* start *

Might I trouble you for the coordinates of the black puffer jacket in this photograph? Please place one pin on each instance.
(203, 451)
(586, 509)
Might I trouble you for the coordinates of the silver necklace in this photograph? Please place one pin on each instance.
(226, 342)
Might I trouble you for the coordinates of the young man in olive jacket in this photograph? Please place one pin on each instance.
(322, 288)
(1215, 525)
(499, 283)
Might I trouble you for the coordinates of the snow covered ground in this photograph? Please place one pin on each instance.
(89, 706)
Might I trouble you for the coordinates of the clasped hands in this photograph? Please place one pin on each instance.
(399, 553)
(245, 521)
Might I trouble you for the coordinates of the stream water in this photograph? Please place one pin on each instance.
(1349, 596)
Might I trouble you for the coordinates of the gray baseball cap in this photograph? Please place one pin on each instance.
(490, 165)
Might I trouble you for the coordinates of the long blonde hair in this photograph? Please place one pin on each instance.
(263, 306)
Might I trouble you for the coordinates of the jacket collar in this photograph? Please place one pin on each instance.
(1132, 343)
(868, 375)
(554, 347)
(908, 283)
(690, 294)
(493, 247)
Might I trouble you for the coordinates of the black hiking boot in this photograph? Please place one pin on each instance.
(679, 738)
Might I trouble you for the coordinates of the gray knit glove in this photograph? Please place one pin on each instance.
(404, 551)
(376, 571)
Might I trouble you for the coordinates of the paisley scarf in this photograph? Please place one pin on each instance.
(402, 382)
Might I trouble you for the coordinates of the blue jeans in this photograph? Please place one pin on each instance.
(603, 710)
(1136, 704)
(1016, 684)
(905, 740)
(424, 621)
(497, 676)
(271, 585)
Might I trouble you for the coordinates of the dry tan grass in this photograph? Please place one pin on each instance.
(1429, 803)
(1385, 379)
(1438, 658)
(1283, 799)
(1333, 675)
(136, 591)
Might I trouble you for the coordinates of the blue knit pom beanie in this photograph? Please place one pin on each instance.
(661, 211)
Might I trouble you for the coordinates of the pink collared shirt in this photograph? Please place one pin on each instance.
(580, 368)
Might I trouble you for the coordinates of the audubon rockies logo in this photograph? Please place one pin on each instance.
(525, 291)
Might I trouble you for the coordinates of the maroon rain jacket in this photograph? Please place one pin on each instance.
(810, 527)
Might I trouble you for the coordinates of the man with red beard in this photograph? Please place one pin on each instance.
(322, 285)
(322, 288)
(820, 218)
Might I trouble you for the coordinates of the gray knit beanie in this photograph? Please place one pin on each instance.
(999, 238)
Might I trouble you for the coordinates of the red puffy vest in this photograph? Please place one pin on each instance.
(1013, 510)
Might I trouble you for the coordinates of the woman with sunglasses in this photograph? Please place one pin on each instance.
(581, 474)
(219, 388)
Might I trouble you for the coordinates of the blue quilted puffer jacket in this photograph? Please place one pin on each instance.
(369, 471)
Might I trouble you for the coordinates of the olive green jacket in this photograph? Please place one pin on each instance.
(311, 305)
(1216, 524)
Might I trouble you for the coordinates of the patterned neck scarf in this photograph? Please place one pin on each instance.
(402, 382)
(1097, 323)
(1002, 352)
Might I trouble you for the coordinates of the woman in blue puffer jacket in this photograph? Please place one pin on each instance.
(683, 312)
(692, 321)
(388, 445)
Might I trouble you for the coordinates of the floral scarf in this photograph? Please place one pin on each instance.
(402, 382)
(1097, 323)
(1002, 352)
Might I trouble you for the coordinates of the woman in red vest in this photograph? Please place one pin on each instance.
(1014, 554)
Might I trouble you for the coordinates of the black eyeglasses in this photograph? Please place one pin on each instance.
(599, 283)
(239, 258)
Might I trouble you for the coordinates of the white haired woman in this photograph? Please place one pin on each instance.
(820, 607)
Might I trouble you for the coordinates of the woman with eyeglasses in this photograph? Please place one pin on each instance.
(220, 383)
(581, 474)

* end *

Make an exact copy of the material above.

Might I trouble you for the coordinates of the black puffer jacket in this photograph? Please place one pin on each instance.
(203, 451)
(586, 509)
Might I trouble you for the coordinates of the silver necklace in this photograph? Please place one pin on each instance.
(226, 342)
Might I trouble you for the coordinates of the young man in olive jacket in this photograph? Please place one pin on each instance.
(322, 288)
(1215, 525)
(499, 283)
Might I trouble you for the coordinates of the snow covered ground in this photograph? Please place one pin on each instance.
(89, 706)
Might I trouble you for the coordinates of the clasped hands in this photograph? Please place one pin on each instance.
(399, 553)
(245, 521)
Might I trouble you for the coordinates of the stream water in this photograph? Please place one pin on each instance.
(1349, 596)
Might I trouble you for the coordinates of the gray baseball cap in this photograph? Please place one pin on each instance.
(490, 165)
Might I trouble you for the coordinates of the long blonde hair in this photograph? Please place one pin on each instance.
(263, 306)
Might I trouble you for the coordinates of the jacket collar in this photograph? Please place one pin on each instance.
(1132, 343)
(868, 375)
(554, 347)
(908, 283)
(690, 294)
(493, 247)
Might I trouble you for the coordinates of the black hiking boot in this photograph? Please place one pin on each instance.
(679, 738)
Might I trouble you for the coordinates of the gray knit glove in this photograph? Please place one pin on each instance.
(404, 551)
(376, 571)
Might I trouble you for the coordinates of the paisley scarf in this photograph? Please place one pin on each instance.
(402, 382)
Might I trouble you for the coordinates of the blue jeans in this photograph? Please place one pin on each instance.
(603, 710)
(1136, 704)
(1016, 684)
(905, 740)
(424, 621)
(497, 676)
(271, 585)
Might I trouble you for the coordinates of the dry tan grass in this photograph? Please place one pin on each instance.
(1429, 803)
(1385, 379)
(1438, 658)
(1283, 799)
(1333, 675)
(136, 591)
Might I trouble you for the coordinates of the blue knit pom beanie in this photograph? Please place one pin on each instance.
(661, 211)
Might I trouble you for the coordinates of the pink collared shirt in this photograph? Please place one pin on each instance.
(580, 368)
Might I trouble you for the coordinates of the audubon rockies logo in this photograph? Please place one pin on each instance.
(525, 291)
Might I trouble you for the coordinates of the maroon rain jacket in this photograph? Please place one pin on each instance.
(810, 527)
Might I trouble you for the coordinates of the man with red beard in this photograph? Please place one pin on each instance.
(322, 285)
(322, 288)
(820, 218)
Might I trouble you for the coordinates of the gray knit beanie in this photograph? Please place one pin on each instance.
(999, 238)
Might I trouble you for the coordinates of the red puffy vest in this photograph? Please place one pin on each instance.
(1013, 510)
Might I trouble you for the coordinates of the woman with sunglasses in this photograph? Please place one pin on each instance.
(581, 474)
(219, 388)
Might I trouble you for the coordinates of the blue quilted puffer jacket in this photograph? Please place one pin on each instance.
(369, 471)
Might I trouble you for the coordinates of the olive green jacket in this photograph? Please place one pin on each instance.
(311, 305)
(1216, 524)
Might I trouble you for the coordinates of the patterned neck scarf in this photograph? Please place one pin on each instance.
(402, 382)
(1097, 323)
(1002, 352)
Might I trouble you for the coordinates of the woman in blue puffer jacket in this photograph? Please place one pin on each instance.
(683, 312)
(692, 321)
(388, 445)
Might I trouble you for the coordinates of the floral scarf in this photograph? Please place one pin on each instance.
(402, 382)
(1097, 323)
(1002, 352)
Might I trouble you for the coordinates of the woman in red vest in this photograph? Please place one pin on each instance.
(1014, 554)
Might I trouble you for the coordinates of the black eyeglasses in this photograph? Please place one pin on each instance.
(599, 283)
(239, 258)
Might I trouble you for the coordinates of the white haired woman in this photograph? Please place one pin on each instance.
(820, 607)
Might I trouble you for the coordinates of the woman with eyeglasses in this photograph? Please place one pin on each instance.
(220, 383)
(581, 474)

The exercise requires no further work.